* To do
Reproduce the lines below, renaming "detector" to "locator" wherever it occurs and leaving everything else unchanged.
═══ The data ═══
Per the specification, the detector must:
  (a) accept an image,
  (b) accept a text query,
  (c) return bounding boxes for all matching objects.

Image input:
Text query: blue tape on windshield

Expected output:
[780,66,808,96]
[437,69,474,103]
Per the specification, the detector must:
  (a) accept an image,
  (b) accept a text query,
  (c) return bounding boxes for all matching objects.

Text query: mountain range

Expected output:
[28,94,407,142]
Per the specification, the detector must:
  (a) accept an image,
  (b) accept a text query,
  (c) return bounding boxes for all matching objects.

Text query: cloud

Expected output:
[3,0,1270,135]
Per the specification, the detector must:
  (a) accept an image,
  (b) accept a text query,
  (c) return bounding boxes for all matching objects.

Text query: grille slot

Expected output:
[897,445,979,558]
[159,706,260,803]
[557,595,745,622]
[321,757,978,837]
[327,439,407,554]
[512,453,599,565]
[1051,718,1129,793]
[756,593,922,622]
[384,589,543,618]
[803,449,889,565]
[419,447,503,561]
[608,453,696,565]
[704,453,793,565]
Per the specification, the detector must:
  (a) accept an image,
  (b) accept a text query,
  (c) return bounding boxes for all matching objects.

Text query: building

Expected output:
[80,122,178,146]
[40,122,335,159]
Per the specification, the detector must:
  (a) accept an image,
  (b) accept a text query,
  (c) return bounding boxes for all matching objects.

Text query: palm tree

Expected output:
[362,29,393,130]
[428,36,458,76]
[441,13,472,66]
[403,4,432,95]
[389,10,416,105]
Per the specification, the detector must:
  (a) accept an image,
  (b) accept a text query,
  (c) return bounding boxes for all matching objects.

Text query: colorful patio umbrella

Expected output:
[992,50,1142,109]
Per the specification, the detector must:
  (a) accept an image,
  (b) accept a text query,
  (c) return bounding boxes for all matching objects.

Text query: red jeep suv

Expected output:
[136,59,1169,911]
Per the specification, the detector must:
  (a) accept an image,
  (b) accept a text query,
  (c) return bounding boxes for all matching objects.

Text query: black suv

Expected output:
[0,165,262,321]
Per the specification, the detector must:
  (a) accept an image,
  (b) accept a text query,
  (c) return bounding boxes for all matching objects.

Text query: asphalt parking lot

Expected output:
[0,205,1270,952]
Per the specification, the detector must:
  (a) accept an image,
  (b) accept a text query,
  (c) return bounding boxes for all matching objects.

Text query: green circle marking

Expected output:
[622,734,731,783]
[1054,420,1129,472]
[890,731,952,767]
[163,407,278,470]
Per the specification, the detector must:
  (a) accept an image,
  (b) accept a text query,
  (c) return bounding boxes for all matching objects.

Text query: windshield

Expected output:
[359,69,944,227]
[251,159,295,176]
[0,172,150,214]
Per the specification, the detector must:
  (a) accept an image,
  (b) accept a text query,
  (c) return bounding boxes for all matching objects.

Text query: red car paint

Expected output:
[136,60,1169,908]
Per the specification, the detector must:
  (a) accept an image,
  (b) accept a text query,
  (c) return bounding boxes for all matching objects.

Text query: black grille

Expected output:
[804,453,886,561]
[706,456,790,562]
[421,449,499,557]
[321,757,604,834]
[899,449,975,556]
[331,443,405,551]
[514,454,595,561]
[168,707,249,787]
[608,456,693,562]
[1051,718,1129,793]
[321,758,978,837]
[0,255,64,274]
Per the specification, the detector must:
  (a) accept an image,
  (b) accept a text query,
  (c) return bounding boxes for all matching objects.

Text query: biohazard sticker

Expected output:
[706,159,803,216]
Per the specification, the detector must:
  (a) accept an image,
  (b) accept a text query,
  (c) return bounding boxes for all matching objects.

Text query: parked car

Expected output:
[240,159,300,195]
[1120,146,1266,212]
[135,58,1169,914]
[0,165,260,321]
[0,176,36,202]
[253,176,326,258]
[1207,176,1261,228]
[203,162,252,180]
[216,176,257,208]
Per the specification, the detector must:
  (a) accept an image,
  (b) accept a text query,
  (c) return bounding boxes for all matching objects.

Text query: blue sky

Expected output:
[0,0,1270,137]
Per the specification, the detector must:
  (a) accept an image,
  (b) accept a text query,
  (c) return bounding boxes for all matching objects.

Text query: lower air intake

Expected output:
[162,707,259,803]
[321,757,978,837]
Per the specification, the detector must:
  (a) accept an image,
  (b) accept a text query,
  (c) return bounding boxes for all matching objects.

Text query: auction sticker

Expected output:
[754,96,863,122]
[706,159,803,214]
═══
* The reply
Per the specification, the locator must:
  (a) accept an image,
  (b) accept a text query,
  (c) return bounding boxes for all matching objects.

Image input:
Text query: blue tape on windshield

Expected output:
[780,66,808,96]
[437,69,474,103]
Per the specification, the locator must:
  (a) accept an image,
  (b) accept a text query,
  (c) return bounding boxes for all matching objects.

Text query: mountain range

Expected output:
[28,94,407,142]
Per the specification, the locator must:
  (a) accept an image,
  (b) accept a text query,
  (c) return bounding boxes for all matching objects.

Text query: cloud

Expected output:
[3,0,1270,135]
Per the specification, the locator must:
  (a) accept an image,
  (b) accept a text query,
  (c) return bounding boxes for all matching objects.

Text query: grille slot

Expected output:
[897,445,979,558]
[159,706,260,803]
[557,595,745,622]
[321,757,978,837]
[327,439,407,554]
[512,453,599,565]
[1051,718,1129,793]
[756,593,922,622]
[384,589,543,618]
[803,449,889,565]
[419,447,503,561]
[608,453,696,565]
[704,453,793,565]
Per the specification, the locator must:
  (a) accept an image,
  (b) accept a text query,
  (c) return bounding boxes for all matching objects.

Text query: building

Expected output:
[80,122,178,146]
[40,122,335,159]
Per the specification, the locator must:
  (a) accept an image,
  (b) accept a text query,
  (c) return bounding boxes for all matching objects.

Text query: palm tree

Expected output:
[362,29,393,130]
[428,36,458,76]
[441,13,472,66]
[403,4,432,95]
[389,10,416,105]
Per the specification, the locator must:
  (a) accept an image,
  (b) accept a text query,
  (c) return bounding boxes for all matching objects.

Text query: colorful patio umbrella

Expected output:
[992,50,1142,109]
Per the specification, the locator must:
  (a) accept an image,
  (b) accept a text query,
  (c) return bounding boxes for all matching objects.

Text query: red jeep suv

Expected output:
[136,59,1169,911]
Per the specification, the locator must:
  (a) accept an image,
  (b) accept a text query,
  (c) return bounding boxes for all matching objects.

Text query: black suv

Expected output:
[0,165,262,321]
Per the specification, the locator must:
  (a) accept an image,
  (b) accept a text query,
  (c) return bounding boxes for all matching objects.

Text query: asphalt parking lot

Expected output:
[0,205,1270,952]
Per the specification, the locator must:
  (a) accept an image,
  (b) accept a text query,
  (c) return bounding boxes for all matching objects.

Text query: green circle marking

Expected output:
[622,734,731,783]
[1054,420,1129,472]
[890,731,952,767]
[163,407,278,470]
Per the specification, the locator must:
  (a) accept an image,
  (b) accept a text query,
  (c) return bounding boxes for all matching objects.

Text query: windshield

Expected output:
[359,69,944,227]
[251,159,295,176]
[0,172,150,214]
Per the specification, the locator must:
  (a) accept an image,
  (b) accept a text query,
  (c) return bounding boxes for all matching objects.

Text query: red car paint

Expected output:
[136,60,1169,908]
Per the specification, the locator must:
  (a) accept an image,
  (b) accept a text query,
  (c) return bounding boxes for all matching objects.

Text query: black grille

Expected output:
[804,453,886,561]
[706,456,790,562]
[421,449,499,557]
[321,757,604,834]
[899,449,975,556]
[331,443,405,551]
[514,454,595,561]
[168,707,249,787]
[608,456,693,562]
[1051,718,1129,793]
[321,758,978,837]
[0,255,64,274]
Per the specification, the locator must:
  (a) accept an image,
  (b) accept a text query,
  (c) return bounding boxes for all matching objects.

Text query: biohazard sticker

Expected output:
[706,159,803,216]
Per the specification, the locator must:
  (a) accept an image,
  (b) accept a text query,
  (c) return bounding boxes for all matching objects.

Text query: parked car

Expected output:
[240,159,300,195]
[1120,146,1266,212]
[135,58,1169,914]
[0,165,260,321]
[0,176,36,202]
[253,176,326,258]
[1207,176,1261,228]
[203,162,252,180]
[216,176,257,208]
Per the specification, the locator must:
  (a) accept an image,
  (b) accept a text query,
  (c) return bounding boxes for all matching objects.

Text query: blue sky

Expected output:
[0,0,1270,137]
Per the specification, the locator must:
  (a) accept an image,
  (b) accept a text query,
  (c) return bounding boxes for all matching objects.

Text query: lower air intake

Expected output:
[162,707,259,803]
[321,757,978,837]
Per the specification, the locator must:
  (a) accept an image,
  (b) accept a text query,
  (c) return bounding boxes for all matching objects.

Text query: auction sticker

Expected output:
[754,96,863,122]
[706,159,803,214]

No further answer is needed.